(Outline data)
========================

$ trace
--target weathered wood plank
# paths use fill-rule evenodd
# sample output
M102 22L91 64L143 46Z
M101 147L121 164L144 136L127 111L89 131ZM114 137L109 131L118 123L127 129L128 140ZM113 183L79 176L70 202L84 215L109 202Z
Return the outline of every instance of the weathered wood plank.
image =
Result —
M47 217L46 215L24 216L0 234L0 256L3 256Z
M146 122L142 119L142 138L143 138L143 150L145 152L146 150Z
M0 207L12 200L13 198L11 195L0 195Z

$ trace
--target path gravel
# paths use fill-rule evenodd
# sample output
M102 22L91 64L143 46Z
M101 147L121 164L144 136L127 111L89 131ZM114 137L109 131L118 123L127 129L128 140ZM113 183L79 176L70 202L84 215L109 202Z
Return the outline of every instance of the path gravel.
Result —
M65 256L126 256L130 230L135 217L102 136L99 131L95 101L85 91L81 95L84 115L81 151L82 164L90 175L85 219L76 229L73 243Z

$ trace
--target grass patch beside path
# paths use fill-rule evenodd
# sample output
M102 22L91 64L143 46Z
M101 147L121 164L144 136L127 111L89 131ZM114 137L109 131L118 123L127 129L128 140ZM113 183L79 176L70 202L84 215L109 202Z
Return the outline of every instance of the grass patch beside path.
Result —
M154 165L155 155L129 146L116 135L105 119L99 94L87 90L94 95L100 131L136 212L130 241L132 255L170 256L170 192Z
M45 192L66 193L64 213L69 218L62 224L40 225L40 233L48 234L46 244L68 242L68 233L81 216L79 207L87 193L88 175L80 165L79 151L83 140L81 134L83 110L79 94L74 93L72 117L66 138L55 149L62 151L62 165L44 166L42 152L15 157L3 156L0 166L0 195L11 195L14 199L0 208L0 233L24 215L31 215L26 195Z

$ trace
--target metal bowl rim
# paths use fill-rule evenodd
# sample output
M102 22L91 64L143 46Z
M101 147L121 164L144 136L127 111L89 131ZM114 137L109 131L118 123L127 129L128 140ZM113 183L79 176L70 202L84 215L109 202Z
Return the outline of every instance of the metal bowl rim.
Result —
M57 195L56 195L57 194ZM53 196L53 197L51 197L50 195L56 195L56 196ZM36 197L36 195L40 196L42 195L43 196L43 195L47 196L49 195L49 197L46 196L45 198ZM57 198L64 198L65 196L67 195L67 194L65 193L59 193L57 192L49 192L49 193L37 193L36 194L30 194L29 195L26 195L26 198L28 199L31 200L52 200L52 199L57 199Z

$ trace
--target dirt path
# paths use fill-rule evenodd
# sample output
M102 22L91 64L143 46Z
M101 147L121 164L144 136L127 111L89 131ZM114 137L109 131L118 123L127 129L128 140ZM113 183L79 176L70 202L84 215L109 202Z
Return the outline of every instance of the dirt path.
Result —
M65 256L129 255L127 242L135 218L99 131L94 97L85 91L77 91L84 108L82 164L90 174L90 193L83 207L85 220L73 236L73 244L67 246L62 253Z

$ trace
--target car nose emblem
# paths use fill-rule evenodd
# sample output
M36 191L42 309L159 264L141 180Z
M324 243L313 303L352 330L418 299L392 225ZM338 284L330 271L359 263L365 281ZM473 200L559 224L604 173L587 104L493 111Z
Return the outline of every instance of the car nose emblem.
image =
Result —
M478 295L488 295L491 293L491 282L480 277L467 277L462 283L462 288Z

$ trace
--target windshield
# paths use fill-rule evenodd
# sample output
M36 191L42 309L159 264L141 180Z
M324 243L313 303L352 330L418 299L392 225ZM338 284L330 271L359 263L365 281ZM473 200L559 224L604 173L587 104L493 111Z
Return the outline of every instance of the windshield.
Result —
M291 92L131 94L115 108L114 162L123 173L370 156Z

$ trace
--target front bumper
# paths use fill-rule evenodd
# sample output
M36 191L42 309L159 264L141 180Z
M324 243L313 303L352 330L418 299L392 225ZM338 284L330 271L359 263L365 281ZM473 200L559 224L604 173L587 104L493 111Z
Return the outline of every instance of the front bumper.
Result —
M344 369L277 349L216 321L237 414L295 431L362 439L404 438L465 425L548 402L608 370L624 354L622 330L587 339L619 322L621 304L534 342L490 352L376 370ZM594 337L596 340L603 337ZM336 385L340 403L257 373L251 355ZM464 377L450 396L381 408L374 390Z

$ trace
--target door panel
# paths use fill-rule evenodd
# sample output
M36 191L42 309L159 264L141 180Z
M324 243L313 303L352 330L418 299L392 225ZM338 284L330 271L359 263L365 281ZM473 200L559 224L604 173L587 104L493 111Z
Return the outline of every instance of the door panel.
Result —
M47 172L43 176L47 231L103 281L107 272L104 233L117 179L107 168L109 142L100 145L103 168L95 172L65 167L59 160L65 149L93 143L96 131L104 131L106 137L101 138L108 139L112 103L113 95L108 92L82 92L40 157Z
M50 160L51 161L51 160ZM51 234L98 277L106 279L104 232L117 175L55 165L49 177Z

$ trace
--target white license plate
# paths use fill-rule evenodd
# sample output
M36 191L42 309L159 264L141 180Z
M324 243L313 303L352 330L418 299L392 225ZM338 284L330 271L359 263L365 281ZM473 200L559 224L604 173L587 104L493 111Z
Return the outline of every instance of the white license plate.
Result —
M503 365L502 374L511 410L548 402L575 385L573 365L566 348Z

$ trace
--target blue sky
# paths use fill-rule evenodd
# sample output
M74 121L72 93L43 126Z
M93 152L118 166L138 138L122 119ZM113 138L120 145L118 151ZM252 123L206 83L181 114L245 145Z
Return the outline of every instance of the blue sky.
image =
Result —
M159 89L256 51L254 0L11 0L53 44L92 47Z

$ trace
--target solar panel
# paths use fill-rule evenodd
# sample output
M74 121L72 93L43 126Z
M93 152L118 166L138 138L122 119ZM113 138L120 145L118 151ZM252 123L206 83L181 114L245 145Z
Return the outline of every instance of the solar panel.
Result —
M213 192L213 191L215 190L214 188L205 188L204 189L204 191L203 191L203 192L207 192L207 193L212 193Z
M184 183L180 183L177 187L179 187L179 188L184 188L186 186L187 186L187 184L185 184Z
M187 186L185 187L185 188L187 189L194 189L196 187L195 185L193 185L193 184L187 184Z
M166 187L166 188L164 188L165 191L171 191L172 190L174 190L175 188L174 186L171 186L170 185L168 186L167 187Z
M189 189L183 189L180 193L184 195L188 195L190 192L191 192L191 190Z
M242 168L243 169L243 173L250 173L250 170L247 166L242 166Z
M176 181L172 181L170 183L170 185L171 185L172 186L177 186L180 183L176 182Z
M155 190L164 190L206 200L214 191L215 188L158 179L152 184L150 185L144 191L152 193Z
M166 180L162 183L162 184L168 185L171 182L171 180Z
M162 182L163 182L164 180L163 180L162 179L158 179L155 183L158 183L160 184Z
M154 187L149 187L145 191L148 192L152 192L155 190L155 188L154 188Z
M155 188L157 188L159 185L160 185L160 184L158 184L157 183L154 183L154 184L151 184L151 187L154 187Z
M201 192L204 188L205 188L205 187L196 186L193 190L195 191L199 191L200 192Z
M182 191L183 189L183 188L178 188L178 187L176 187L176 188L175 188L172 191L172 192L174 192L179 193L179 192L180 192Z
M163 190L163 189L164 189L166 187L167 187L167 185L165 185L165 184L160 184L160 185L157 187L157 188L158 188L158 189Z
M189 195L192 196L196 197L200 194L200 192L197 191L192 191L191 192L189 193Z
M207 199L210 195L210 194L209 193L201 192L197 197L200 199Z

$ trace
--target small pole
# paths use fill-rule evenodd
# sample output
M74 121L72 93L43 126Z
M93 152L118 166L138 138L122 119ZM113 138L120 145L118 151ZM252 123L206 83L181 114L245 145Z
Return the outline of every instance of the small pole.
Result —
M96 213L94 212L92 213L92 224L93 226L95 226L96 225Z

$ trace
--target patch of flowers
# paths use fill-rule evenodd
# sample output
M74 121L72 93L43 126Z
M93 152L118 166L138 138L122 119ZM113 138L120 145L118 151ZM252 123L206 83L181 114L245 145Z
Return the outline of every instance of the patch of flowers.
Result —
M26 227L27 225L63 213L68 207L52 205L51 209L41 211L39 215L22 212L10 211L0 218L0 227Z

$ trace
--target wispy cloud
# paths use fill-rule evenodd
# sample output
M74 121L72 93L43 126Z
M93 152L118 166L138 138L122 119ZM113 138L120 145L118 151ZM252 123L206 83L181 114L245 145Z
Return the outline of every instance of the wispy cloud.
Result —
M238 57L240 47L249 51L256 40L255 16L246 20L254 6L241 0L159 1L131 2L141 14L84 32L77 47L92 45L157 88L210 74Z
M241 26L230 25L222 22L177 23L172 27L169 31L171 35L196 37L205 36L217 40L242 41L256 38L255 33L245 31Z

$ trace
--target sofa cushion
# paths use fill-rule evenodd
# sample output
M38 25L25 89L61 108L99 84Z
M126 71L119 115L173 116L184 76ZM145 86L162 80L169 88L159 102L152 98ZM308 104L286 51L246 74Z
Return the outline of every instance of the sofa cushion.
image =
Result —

========================

§ Problem requirements: Rewrite the data from the start through the line containing "M65 256L126 256L130", putting "loose gravel" in place of every "path gravel" and keeping everything else the same. Return only those lines.

§ Result of this task:
$ trace
--target weathered wood plank
# paths use fill-rule evenodd
# sample output
M102 22L91 64L143 46Z
M101 147L121 164L144 136L127 111L89 131ZM114 137L109 131L118 123L127 129L128 140ZM113 183L79 176L70 202L84 215L109 202Z
Return the outline of every instance of the weathered wood plank.
image =
Result —
M47 217L46 215L24 216L0 234L0 256L3 256Z
M146 122L142 119L142 138L143 138L143 150L145 152L146 150Z
M0 207L12 200L13 198L11 195L0 195Z

$ trace
--target loose gravel
# paths use fill-rule evenodd
# sample output
M102 22L91 64L143 46Z
M101 147L121 164L144 136L127 111L89 131ZM114 137L109 131L118 123L127 129L128 140ZM113 183L79 176L70 202L84 215L109 202Z
Return the outline of every instance of the loose gravel.
Result —
M65 256L126 256L130 230L135 217L102 136L99 131L95 101L85 91L81 95L84 115L81 151L82 164L90 175L85 219L76 229L73 243Z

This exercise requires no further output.